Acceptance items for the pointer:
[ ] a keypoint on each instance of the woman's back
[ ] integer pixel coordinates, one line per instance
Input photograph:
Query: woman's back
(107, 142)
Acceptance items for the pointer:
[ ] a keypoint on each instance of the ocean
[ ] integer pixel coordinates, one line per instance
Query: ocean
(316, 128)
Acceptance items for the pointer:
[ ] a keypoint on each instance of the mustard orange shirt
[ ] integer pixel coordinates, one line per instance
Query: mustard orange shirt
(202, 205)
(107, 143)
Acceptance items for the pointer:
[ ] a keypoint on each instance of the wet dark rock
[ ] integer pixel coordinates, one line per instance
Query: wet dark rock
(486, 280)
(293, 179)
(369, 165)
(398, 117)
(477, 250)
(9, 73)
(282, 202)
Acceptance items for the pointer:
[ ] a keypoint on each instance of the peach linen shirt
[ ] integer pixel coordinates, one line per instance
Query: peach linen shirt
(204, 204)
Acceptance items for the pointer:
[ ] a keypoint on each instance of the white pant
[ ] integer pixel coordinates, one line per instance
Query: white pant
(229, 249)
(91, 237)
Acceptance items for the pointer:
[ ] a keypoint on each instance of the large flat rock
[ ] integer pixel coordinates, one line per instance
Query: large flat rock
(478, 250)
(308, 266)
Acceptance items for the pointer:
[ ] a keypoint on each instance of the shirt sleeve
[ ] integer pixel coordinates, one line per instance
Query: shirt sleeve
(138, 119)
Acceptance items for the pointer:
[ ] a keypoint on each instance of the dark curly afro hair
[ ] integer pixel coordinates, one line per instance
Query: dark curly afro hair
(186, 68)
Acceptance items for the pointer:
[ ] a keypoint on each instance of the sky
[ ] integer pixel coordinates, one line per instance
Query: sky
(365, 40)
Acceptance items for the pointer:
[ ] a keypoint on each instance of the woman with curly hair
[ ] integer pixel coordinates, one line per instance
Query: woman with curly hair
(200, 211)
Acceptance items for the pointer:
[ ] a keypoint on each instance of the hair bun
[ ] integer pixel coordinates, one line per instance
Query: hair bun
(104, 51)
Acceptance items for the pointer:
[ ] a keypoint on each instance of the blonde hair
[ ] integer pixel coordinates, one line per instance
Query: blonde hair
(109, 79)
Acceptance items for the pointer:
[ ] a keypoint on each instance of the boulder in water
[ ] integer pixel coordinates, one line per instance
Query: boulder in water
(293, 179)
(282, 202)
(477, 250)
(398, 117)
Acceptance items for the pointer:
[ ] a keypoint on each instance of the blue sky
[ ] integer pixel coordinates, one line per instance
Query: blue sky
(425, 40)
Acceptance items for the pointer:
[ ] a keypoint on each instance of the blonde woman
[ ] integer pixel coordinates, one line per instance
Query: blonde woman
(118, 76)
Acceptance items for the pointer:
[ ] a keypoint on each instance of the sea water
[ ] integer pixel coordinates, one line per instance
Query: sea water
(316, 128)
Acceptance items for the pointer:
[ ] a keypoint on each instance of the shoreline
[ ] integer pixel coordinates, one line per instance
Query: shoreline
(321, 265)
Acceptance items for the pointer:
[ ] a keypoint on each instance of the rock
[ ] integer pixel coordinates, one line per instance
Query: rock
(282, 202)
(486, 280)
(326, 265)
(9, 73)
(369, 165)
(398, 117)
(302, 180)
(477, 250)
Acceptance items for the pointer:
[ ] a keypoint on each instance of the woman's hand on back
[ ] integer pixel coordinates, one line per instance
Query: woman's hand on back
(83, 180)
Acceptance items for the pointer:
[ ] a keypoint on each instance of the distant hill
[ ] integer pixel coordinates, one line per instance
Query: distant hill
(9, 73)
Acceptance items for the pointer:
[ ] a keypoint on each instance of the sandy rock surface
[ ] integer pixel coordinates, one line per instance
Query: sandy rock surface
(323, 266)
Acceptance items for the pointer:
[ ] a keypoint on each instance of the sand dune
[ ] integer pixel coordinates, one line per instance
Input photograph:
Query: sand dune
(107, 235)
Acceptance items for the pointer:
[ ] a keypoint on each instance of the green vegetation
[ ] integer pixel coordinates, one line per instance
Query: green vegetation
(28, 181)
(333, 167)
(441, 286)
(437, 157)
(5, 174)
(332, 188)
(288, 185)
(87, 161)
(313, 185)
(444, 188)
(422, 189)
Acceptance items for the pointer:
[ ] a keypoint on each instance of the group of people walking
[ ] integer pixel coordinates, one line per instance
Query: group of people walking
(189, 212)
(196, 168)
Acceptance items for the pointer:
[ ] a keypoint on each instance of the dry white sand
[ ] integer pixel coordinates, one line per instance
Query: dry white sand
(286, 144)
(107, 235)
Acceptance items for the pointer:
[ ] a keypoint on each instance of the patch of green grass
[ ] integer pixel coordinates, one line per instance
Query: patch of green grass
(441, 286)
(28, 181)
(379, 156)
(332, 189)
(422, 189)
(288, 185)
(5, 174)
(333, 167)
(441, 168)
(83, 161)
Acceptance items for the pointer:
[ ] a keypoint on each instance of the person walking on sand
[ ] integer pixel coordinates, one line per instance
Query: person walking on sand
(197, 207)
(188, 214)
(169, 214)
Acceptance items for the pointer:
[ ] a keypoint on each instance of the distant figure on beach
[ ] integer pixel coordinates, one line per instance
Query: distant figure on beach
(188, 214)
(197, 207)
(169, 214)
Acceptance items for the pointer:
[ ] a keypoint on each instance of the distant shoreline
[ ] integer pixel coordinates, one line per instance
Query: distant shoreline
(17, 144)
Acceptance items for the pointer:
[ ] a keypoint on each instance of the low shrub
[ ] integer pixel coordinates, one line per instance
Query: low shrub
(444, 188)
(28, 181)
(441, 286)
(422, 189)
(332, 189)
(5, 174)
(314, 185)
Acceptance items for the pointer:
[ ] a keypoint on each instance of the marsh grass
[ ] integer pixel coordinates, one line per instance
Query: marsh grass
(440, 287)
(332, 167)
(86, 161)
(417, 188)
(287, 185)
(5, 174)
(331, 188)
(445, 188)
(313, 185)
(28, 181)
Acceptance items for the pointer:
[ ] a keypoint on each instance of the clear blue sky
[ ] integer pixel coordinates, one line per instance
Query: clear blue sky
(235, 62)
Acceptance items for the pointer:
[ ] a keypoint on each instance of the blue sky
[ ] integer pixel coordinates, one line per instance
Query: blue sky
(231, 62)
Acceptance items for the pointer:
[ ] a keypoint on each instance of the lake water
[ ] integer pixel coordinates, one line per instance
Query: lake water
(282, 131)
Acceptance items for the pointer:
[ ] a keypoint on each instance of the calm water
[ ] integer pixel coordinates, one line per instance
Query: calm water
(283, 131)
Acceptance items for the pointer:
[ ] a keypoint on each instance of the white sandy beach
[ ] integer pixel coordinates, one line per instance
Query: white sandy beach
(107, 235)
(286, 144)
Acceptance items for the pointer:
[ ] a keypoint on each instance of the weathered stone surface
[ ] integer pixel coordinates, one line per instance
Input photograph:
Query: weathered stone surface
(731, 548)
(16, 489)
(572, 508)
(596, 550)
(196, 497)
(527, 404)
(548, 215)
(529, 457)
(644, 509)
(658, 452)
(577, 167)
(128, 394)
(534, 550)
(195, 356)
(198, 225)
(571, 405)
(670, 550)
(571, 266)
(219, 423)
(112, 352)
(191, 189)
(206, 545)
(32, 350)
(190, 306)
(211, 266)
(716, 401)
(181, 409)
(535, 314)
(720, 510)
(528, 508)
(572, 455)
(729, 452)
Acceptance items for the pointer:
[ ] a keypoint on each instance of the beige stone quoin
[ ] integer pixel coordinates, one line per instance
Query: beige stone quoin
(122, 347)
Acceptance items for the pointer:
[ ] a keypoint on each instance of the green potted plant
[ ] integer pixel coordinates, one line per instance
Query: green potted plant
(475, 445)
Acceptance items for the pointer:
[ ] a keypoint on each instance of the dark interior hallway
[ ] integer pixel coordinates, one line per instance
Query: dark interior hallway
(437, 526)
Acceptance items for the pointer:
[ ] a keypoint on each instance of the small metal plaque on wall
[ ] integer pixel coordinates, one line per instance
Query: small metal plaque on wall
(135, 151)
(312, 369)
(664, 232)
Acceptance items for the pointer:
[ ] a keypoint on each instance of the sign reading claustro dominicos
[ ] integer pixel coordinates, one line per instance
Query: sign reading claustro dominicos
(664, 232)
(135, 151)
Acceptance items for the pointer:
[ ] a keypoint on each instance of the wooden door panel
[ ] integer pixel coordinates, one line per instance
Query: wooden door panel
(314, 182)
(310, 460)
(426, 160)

______________________________

*Brief*
The reply should hold only the lines of the listing above starting at the line containing "Query: white pant" and ending at the line containing "[ ] a keypoint on each instance of the shirt", exactly as written.

*Completed exercise*
Query: white pant
(229, 249)
(91, 237)
Acceptance items for the pointer:
[ ] a keypoint on each instance of the large flat rock
[ ] integer pixel coordinates, one line per instance
Query: large flat rock
(478, 250)
(308, 266)
Acceptance items for the pointer:
[ ] a keypoint on each instance of the shirt sleeve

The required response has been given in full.